Supplied entries Start Marker

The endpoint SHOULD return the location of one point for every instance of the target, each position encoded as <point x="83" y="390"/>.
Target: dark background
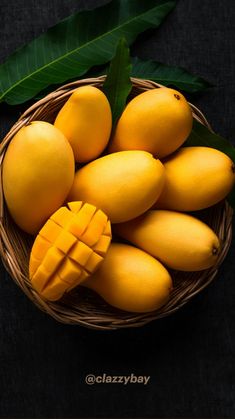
<point x="190" y="355"/>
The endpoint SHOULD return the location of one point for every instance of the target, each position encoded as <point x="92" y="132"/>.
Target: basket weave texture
<point x="82" y="306"/>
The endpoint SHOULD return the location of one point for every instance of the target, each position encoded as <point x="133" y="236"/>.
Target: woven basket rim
<point x="15" y="245"/>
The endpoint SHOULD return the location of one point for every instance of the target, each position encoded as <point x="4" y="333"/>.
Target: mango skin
<point x="157" y="121"/>
<point x="196" y="178"/>
<point x="124" y="184"/>
<point x="178" y="240"/>
<point x="38" y="172"/>
<point x="131" y="280"/>
<point x="86" y="121"/>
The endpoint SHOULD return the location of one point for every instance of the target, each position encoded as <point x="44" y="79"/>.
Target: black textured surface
<point x="189" y="356"/>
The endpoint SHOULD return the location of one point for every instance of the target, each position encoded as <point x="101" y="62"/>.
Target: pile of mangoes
<point x="135" y="179"/>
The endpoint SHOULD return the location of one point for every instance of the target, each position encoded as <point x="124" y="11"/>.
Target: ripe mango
<point x="86" y="121"/>
<point x="38" y="172"/>
<point x="196" y="178"/>
<point x="123" y="184"/>
<point x="70" y="246"/>
<point x="157" y="121"/>
<point x="131" y="280"/>
<point x="178" y="240"/>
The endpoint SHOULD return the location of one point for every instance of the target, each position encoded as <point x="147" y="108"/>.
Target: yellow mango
<point x="131" y="280"/>
<point x="123" y="184"/>
<point x="38" y="172"/>
<point x="196" y="178"/>
<point x="178" y="240"/>
<point x="157" y="121"/>
<point x="86" y="121"/>
<point x="62" y="257"/>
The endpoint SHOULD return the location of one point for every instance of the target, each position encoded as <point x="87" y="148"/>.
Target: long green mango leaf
<point x="168" y="76"/>
<point x="73" y="46"/>
<point x="202" y="136"/>
<point x="117" y="85"/>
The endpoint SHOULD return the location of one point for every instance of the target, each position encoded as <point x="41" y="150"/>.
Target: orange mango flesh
<point x="69" y="247"/>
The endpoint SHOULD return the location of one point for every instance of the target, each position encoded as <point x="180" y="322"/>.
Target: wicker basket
<point x="82" y="306"/>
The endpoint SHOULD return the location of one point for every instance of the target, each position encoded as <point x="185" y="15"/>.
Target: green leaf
<point x="117" y="85"/>
<point x="168" y="76"/>
<point x="202" y="136"/>
<point x="72" y="47"/>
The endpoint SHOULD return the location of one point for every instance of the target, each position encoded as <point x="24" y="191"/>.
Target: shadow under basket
<point x="82" y="306"/>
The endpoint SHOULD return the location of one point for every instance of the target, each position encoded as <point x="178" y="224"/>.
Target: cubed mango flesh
<point x="69" y="247"/>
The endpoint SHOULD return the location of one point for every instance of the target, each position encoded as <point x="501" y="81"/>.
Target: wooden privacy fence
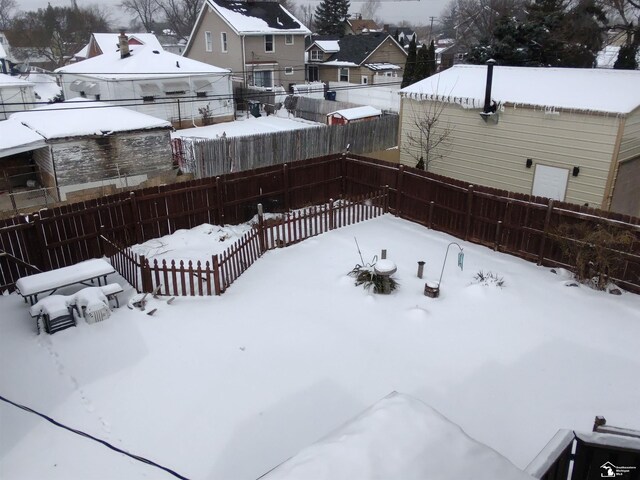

Supplied entries End Marker

The entries are to be written out again exactly, without their pictures.

### Output for this exercise
The endpoint SHOULD return the location of one point for every instance of the target, each position encoded as <point x="83" y="390"/>.
Target: dark background
<point x="190" y="355"/>
The endpoint SHOULD return the location of one point for every instance of the target, each position encoded as <point x="92" y="132"/>.
Target: basket weave texture
<point x="82" y="306"/>
The endpoint SHOULD return the location of one point for every instance of the target, each position encoded as <point x="133" y="236"/>.
Target: woven basket rim
<point x="15" y="245"/>
The endpoint SHOULD return the location of one point for every instance of the target, each position encoded as <point x="4" y="333"/>.
Target: mango skin
<point x="157" y="121"/>
<point x="196" y="178"/>
<point x="124" y="184"/>
<point x="178" y="240"/>
<point x="38" y="172"/>
<point x="131" y="280"/>
<point x="86" y="121"/>
The endpoint SHOULD return the location of one point for every instance of the target, each position encoded as <point x="44" y="79"/>.
Target: black textured surface
<point x="189" y="356"/>
The endpoint SHOULD return the location of one point for every instance of the target, each position encoded as <point x="101" y="62"/>.
Target: pile of mangoes
<point x="135" y="179"/>
The endpoint SHOULD return the location of one point for every instance of the target, each position encoded as <point x="124" y="11"/>.
Target: ripe mango
<point x="86" y="121"/>
<point x="38" y="172"/>
<point x="196" y="178"/>
<point x="123" y="184"/>
<point x="70" y="246"/>
<point x="157" y="121"/>
<point x="131" y="280"/>
<point x="178" y="240"/>
The endpoint SHOULD return the location of one point for every instance of the target, each position encoded as <point x="147" y="108"/>.
Target: yellow mango
<point x="131" y="280"/>
<point x="123" y="184"/>
<point x="38" y="172"/>
<point x="196" y="178"/>
<point x="178" y="240"/>
<point x="157" y="121"/>
<point x="86" y="121"/>
<point x="62" y="257"/>
The endpoint SHOULD return the location of one point for every instance of the target, each position encoded as <point x="87" y="148"/>.
Target: long green mango leaf
<point x="168" y="76"/>
<point x="73" y="46"/>
<point x="202" y="136"/>
<point x="117" y="85"/>
The endpoint SHOULD return the location of one point for every instance of the target, each position encoded as <point x="41" y="150"/>.
Target: orange mango flesh
<point x="69" y="247"/>
The endpoint SHOULD return the location of one point for every instance of the target, each position encoded as <point x="180" y="322"/>.
Target: wicker basket
<point x="82" y="306"/>
The endpoint SHOULD return the location of one point for every instance of the target, each position encoded as <point x="185" y="15"/>.
Target: green leaf
<point x="117" y="85"/>
<point x="168" y="76"/>
<point x="202" y="136"/>
<point x="72" y="47"/>
The endpoint SHOULD return the location of one point for every instance of the target, each position encoded as <point x="24" y="191"/>.
Target: shadow under basket
<point x="82" y="306"/>
The endpoint SHOULD return the location of one point for every instance of the target, each position encoded as <point x="178" y="224"/>.
Target: cubed mango flesh
<point x="69" y="247"/>
The endpoint SHOULD return the location of one point for every instance of the target, each position encoded as <point x="501" y="81"/>.
Target: wooden privacy fence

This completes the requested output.